++++ SOURCE MATERIAL ++++

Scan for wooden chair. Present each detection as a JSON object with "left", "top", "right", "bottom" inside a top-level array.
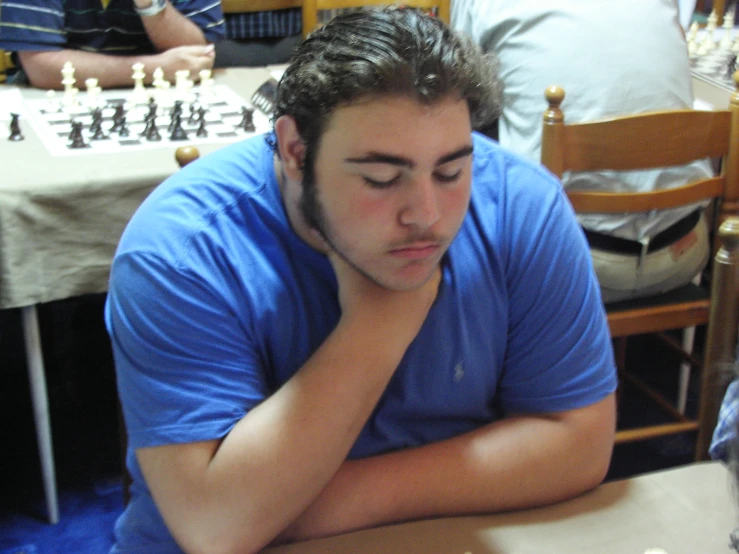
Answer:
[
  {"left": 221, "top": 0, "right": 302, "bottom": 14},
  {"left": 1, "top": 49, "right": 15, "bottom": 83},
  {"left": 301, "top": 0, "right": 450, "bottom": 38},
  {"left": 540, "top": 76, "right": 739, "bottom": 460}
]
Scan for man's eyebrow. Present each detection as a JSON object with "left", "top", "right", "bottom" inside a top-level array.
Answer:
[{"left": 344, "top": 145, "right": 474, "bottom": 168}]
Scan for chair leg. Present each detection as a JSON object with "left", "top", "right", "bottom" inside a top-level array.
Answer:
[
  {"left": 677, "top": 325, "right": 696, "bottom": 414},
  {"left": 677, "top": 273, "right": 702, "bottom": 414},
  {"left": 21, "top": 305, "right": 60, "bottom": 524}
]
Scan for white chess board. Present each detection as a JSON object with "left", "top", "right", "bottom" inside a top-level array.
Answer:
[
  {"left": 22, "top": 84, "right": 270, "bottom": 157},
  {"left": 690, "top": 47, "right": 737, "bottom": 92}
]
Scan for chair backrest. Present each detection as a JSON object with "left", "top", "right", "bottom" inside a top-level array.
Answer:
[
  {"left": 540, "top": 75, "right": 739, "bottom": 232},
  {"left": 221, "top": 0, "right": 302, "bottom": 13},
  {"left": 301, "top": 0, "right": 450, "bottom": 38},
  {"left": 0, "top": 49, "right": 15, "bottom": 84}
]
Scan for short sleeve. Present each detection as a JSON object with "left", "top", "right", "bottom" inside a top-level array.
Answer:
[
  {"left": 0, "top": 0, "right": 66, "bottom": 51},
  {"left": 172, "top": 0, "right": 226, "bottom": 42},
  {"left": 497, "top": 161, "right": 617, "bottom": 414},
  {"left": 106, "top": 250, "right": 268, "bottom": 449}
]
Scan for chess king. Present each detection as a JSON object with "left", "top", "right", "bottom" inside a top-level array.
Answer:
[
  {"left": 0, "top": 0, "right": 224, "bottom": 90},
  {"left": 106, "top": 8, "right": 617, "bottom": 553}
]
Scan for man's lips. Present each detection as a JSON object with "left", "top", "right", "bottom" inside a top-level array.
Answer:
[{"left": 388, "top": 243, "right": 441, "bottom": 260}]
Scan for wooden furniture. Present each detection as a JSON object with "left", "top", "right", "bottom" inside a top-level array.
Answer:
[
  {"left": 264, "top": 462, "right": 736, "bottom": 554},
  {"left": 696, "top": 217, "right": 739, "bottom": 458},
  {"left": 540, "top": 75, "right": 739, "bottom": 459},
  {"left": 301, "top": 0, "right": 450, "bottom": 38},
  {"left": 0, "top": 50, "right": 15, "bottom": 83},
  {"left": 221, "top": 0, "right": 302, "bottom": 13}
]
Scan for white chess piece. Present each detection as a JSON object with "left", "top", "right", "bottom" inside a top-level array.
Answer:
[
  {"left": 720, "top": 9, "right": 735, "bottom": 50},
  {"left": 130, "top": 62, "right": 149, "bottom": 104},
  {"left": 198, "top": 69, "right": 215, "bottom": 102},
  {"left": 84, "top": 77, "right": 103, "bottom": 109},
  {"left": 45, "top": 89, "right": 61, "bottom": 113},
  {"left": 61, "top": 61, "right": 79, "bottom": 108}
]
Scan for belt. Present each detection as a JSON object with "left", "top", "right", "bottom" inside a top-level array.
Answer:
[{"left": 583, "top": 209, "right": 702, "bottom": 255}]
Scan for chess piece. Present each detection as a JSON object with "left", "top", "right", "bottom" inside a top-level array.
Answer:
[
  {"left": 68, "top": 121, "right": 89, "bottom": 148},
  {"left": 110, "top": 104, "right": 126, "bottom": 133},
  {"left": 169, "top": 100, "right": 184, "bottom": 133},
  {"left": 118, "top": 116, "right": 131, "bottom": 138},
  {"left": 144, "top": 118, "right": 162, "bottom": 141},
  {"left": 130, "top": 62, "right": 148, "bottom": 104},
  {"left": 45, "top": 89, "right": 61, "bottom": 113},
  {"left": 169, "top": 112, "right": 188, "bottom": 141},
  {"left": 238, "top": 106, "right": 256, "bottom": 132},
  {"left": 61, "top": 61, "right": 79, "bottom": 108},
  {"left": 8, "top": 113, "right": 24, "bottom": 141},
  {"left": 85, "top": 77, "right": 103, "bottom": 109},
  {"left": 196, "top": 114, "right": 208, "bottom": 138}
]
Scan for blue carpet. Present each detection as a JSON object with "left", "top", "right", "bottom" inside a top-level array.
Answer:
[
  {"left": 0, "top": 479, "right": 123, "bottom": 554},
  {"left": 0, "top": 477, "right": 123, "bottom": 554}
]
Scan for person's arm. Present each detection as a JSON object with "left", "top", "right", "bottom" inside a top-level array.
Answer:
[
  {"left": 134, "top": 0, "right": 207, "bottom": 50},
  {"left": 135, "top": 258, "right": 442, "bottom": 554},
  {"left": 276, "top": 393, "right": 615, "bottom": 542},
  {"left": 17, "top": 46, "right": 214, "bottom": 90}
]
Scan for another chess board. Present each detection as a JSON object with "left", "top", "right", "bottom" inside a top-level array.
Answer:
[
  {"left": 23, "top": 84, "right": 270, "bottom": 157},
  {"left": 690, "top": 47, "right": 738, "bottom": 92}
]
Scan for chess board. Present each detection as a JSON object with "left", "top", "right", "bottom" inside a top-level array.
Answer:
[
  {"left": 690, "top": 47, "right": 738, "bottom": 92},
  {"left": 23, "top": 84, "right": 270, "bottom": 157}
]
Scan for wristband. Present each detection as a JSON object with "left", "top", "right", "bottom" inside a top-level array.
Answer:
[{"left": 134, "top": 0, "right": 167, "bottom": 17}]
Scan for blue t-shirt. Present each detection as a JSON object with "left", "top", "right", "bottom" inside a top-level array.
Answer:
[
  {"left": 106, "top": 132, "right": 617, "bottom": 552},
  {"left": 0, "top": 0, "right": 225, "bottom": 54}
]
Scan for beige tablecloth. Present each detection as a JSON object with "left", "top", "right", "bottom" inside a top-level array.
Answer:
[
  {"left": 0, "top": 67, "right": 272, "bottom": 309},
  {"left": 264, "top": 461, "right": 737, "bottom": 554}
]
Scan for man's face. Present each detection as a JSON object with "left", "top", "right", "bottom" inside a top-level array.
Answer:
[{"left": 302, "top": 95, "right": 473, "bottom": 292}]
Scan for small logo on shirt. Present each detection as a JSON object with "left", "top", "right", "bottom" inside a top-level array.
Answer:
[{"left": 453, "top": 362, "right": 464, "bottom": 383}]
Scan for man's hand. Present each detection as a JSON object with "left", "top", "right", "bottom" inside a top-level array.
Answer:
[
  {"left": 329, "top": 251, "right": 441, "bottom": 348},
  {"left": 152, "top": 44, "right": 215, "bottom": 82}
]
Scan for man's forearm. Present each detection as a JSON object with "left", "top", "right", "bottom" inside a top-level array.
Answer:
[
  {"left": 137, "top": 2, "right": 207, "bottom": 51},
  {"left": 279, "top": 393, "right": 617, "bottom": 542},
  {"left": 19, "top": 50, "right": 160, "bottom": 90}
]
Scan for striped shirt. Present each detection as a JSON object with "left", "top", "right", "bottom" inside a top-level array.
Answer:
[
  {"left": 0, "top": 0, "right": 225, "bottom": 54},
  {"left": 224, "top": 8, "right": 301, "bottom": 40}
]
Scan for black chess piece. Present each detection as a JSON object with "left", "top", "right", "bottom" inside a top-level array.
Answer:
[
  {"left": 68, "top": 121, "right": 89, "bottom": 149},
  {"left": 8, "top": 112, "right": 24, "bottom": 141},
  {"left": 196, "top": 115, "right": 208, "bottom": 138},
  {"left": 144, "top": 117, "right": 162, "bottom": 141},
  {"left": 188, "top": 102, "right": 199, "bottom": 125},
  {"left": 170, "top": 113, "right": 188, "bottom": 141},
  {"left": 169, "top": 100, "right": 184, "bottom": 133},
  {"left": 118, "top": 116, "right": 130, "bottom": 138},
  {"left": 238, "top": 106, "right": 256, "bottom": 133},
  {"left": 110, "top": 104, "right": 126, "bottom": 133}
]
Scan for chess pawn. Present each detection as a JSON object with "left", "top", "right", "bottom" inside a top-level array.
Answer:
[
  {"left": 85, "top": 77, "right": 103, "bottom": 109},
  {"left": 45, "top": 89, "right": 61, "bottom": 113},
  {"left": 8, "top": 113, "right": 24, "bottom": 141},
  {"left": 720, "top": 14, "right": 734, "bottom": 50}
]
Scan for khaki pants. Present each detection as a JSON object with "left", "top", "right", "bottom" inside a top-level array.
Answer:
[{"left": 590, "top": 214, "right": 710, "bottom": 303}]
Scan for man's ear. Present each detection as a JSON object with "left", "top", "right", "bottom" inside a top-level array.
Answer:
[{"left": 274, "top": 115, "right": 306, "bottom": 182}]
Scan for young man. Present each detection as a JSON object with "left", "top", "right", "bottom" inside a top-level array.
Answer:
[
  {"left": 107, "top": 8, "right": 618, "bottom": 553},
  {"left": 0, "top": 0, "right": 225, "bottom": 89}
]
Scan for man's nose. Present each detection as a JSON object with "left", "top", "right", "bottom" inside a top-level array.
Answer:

++++

## WORK REQUEST:
The answer must consist only of the lines from the beginning of the entries above through the line that holds "Scan for white chess board.", reproduced exactly and without pictures.

## RESPONSE AREA:
Scan for wooden chair. Present each detection as a JSON object with "left", "top", "right", "bottom" inside a top-level array.
Answer:
[
  {"left": 221, "top": 0, "right": 302, "bottom": 14},
  {"left": 1, "top": 49, "right": 15, "bottom": 83},
  {"left": 301, "top": 0, "right": 450, "bottom": 38},
  {"left": 540, "top": 76, "right": 739, "bottom": 460}
]
Scan for man's eyebrow. Present each detection as a JSON object with "left", "top", "right", "bottom" inside a top-level array.
Answer:
[{"left": 344, "top": 145, "right": 474, "bottom": 168}]
Scan for chair leg. Present each detection as a JSON object with "left", "top", "right", "bottom" inside a top-level array.
Answer:
[
  {"left": 677, "top": 325, "right": 696, "bottom": 414},
  {"left": 677, "top": 273, "right": 702, "bottom": 414},
  {"left": 21, "top": 305, "right": 60, "bottom": 524}
]
Scan for white chess board. Present each detection as a JSON object with "left", "top", "right", "bottom" inside a top-level array.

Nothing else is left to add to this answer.